### TASK INSTRUCTIONS
In the records below, some lines contain the word "boat". Copy each of them.

### DATA SUPPLIED
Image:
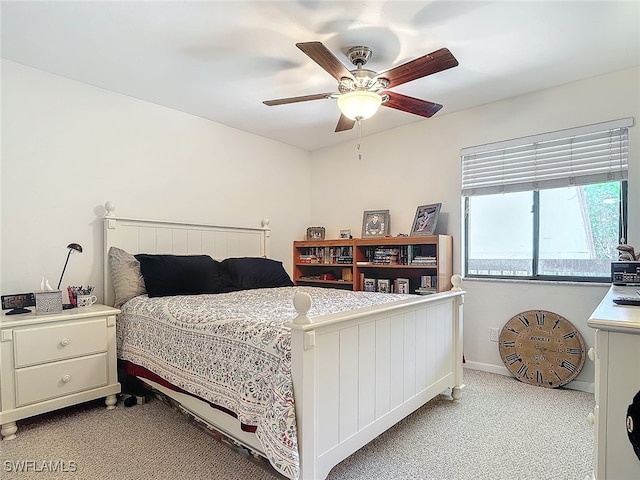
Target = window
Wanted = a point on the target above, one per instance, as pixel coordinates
(548, 207)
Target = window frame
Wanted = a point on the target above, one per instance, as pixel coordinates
(577, 156)
(622, 232)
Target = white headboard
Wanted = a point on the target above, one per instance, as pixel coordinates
(154, 236)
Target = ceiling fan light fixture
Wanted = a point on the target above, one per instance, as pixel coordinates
(359, 105)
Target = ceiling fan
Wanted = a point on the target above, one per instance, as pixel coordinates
(361, 91)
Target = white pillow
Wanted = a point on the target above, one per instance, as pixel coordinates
(125, 275)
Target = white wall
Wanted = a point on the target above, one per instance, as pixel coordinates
(69, 147)
(420, 164)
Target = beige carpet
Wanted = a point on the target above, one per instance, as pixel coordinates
(502, 429)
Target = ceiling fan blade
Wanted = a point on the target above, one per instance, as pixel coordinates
(420, 67)
(323, 57)
(344, 123)
(303, 98)
(411, 105)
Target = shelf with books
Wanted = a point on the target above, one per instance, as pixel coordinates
(324, 263)
(391, 264)
(405, 262)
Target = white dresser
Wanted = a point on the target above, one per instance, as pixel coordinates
(57, 360)
(617, 361)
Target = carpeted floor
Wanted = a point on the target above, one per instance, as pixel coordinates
(502, 429)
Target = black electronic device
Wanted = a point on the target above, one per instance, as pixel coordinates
(627, 301)
(17, 302)
(625, 273)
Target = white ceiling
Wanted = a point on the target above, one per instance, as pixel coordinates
(220, 60)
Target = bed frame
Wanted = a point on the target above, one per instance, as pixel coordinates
(355, 374)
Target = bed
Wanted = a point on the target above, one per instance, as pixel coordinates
(349, 374)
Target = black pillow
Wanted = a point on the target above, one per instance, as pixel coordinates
(246, 273)
(166, 275)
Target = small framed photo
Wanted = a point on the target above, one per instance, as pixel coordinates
(384, 285)
(426, 219)
(375, 223)
(315, 233)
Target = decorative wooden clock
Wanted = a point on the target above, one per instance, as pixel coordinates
(542, 348)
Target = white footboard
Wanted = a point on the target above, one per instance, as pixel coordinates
(355, 375)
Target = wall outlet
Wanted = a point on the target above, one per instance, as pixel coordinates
(494, 334)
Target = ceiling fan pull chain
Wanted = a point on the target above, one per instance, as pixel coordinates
(359, 133)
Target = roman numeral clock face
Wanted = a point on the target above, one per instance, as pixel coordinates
(542, 348)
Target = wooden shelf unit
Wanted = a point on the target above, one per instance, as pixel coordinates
(312, 270)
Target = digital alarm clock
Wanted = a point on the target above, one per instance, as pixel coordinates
(16, 303)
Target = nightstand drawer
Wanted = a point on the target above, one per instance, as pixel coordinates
(42, 382)
(48, 343)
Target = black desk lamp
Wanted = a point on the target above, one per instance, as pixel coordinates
(73, 247)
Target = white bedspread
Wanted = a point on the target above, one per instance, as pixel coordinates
(232, 350)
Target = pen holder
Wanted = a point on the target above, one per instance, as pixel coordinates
(49, 301)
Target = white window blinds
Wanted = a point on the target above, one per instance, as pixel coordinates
(577, 156)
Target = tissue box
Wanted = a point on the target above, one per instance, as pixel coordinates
(49, 301)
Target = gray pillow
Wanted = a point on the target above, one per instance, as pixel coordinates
(125, 275)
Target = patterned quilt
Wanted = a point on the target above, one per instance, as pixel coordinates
(233, 350)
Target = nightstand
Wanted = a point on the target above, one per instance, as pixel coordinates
(53, 361)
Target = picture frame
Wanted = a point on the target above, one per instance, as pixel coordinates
(426, 219)
(315, 233)
(375, 223)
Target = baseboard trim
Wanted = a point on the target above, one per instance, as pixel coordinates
(580, 385)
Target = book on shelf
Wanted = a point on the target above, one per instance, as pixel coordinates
(369, 284)
(347, 274)
(401, 285)
(384, 285)
(423, 260)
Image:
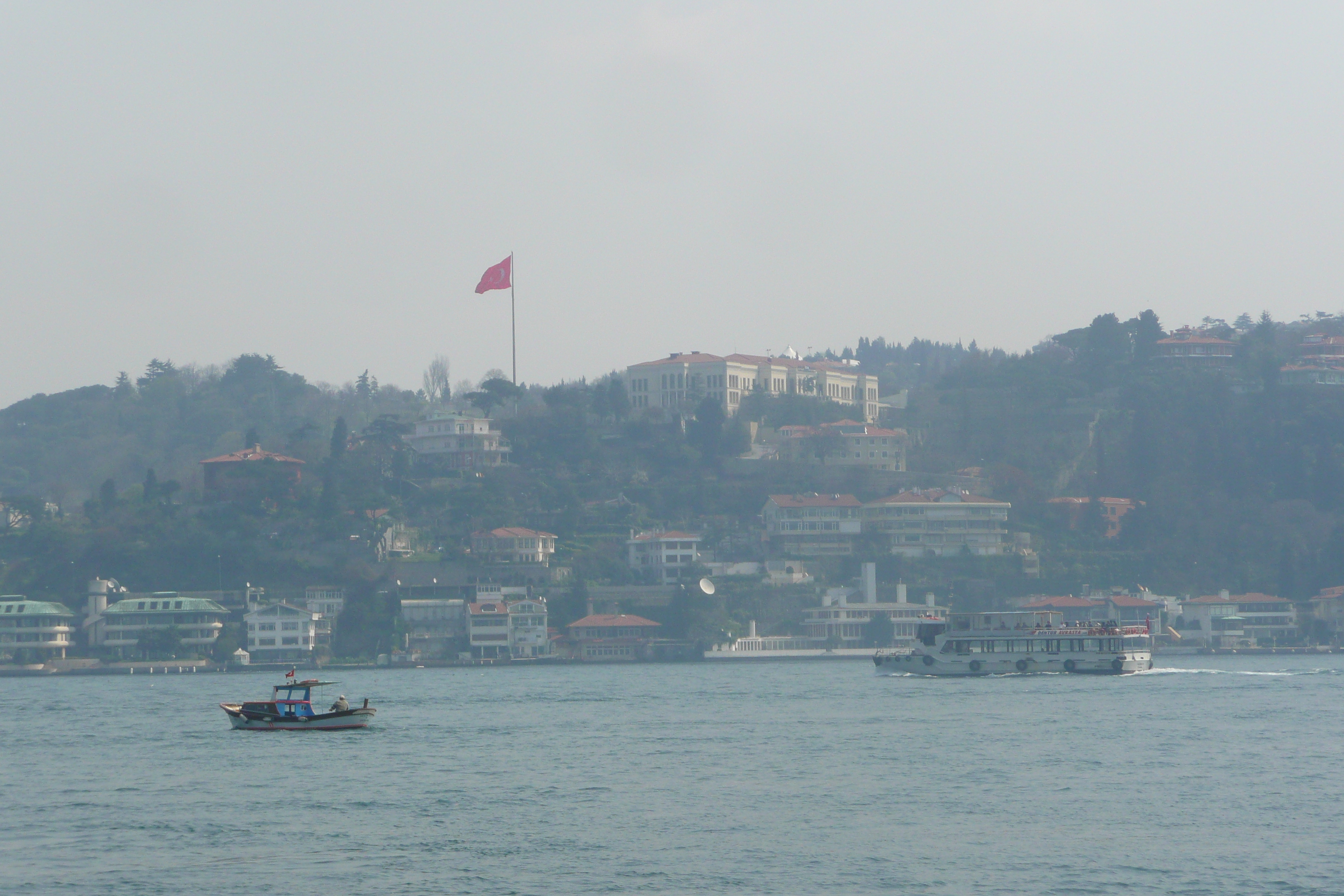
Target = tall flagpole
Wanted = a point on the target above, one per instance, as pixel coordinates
(512, 313)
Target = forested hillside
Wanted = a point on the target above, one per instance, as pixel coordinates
(1240, 475)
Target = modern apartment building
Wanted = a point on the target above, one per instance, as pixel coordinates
(467, 443)
(281, 633)
(683, 379)
(664, 557)
(940, 523)
(435, 626)
(38, 626)
(812, 524)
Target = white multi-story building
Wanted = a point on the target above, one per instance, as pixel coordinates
(326, 600)
(840, 620)
(512, 545)
(940, 523)
(843, 444)
(685, 379)
(467, 443)
(664, 557)
(197, 620)
(489, 629)
(812, 524)
(435, 625)
(281, 633)
(39, 626)
(1226, 620)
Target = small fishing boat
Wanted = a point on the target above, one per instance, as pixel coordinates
(291, 708)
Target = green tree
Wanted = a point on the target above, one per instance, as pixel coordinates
(1147, 335)
(494, 393)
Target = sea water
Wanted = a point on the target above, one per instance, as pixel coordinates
(1207, 776)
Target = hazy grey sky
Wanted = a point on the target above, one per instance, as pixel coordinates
(327, 182)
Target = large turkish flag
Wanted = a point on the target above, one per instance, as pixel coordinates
(498, 277)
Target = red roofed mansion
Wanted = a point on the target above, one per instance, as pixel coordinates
(1195, 349)
(683, 379)
(248, 473)
(612, 639)
(512, 545)
(940, 523)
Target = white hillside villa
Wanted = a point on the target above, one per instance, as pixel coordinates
(685, 379)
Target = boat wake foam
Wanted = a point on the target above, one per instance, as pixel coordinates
(1283, 674)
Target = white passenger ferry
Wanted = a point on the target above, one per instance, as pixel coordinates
(982, 644)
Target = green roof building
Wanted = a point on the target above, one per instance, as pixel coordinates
(34, 625)
(198, 621)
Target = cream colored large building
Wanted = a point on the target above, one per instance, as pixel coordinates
(683, 379)
(939, 523)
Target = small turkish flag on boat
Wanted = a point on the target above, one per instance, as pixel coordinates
(498, 277)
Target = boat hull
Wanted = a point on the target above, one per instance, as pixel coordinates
(344, 720)
(983, 664)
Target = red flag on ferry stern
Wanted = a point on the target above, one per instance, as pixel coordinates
(498, 277)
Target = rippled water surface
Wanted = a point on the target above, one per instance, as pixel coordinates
(1207, 777)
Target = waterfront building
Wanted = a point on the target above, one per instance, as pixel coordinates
(612, 637)
(512, 546)
(197, 620)
(843, 444)
(41, 628)
(281, 633)
(1226, 620)
(1112, 511)
(489, 629)
(527, 633)
(939, 523)
(464, 443)
(679, 382)
(664, 557)
(811, 524)
(435, 626)
(326, 600)
(840, 620)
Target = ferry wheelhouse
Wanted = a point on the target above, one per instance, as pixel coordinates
(291, 708)
(982, 644)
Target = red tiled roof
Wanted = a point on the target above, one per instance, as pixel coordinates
(816, 500)
(487, 609)
(1255, 597)
(682, 358)
(511, 532)
(252, 455)
(1128, 601)
(609, 621)
(934, 496)
(1068, 601)
(666, 537)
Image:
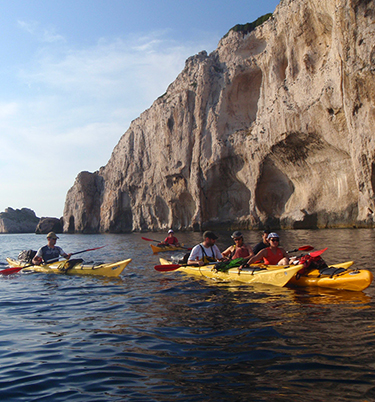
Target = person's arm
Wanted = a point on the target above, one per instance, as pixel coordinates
(176, 242)
(251, 252)
(195, 257)
(254, 258)
(64, 254)
(228, 251)
(217, 252)
(38, 258)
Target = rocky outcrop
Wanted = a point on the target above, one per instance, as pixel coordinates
(18, 221)
(47, 224)
(272, 128)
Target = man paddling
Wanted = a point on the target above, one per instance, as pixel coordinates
(50, 251)
(239, 249)
(272, 255)
(205, 252)
(264, 243)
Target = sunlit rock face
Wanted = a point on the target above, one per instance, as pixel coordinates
(275, 127)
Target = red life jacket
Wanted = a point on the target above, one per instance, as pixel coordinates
(271, 258)
(241, 252)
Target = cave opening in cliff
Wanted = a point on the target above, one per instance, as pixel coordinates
(273, 190)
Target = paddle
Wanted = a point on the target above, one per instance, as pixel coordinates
(13, 270)
(173, 267)
(303, 248)
(317, 253)
(163, 245)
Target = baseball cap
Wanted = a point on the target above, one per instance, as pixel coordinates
(210, 235)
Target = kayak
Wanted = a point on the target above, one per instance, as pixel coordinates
(111, 269)
(158, 249)
(277, 275)
(337, 276)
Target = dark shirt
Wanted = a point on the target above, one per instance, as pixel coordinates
(259, 246)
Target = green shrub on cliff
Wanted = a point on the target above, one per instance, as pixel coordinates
(250, 26)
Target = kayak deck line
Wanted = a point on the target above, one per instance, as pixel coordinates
(106, 269)
(278, 275)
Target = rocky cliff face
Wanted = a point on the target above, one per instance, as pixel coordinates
(274, 127)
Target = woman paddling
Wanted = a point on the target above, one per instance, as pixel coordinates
(272, 255)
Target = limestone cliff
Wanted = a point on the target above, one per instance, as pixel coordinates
(273, 127)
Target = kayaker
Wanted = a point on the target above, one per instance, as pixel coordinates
(239, 249)
(272, 255)
(263, 244)
(207, 251)
(50, 251)
(170, 240)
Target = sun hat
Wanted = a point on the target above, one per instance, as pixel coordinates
(236, 234)
(210, 235)
(273, 234)
(52, 235)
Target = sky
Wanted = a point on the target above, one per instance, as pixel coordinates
(75, 73)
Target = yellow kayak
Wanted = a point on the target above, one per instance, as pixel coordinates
(158, 249)
(112, 269)
(277, 275)
(337, 276)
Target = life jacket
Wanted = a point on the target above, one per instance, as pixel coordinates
(171, 240)
(50, 253)
(240, 252)
(206, 258)
(271, 258)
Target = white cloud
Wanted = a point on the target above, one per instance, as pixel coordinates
(79, 103)
(47, 35)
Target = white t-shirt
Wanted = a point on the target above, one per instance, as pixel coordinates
(197, 252)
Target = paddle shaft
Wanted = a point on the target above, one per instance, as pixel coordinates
(173, 267)
(303, 248)
(163, 245)
(13, 270)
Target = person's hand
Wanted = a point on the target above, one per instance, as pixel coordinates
(37, 260)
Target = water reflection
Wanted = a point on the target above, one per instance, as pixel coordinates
(153, 336)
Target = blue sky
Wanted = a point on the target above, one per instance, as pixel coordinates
(76, 73)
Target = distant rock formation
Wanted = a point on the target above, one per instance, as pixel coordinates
(275, 127)
(47, 225)
(18, 221)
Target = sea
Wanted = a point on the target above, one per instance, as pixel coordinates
(152, 336)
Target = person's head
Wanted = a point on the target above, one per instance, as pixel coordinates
(51, 238)
(265, 236)
(237, 237)
(273, 239)
(209, 238)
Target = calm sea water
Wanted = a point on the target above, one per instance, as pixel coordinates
(150, 336)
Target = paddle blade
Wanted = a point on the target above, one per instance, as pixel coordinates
(318, 252)
(303, 248)
(166, 268)
(10, 271)
(306, 248)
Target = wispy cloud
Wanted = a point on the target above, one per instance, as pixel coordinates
(79, 103)
(42, 34)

### ANSWER FOR THIS EXERCISE
Target = small fishing boat
Target = boat wake foam
Target = small turkish flag on boat
Target = boat hull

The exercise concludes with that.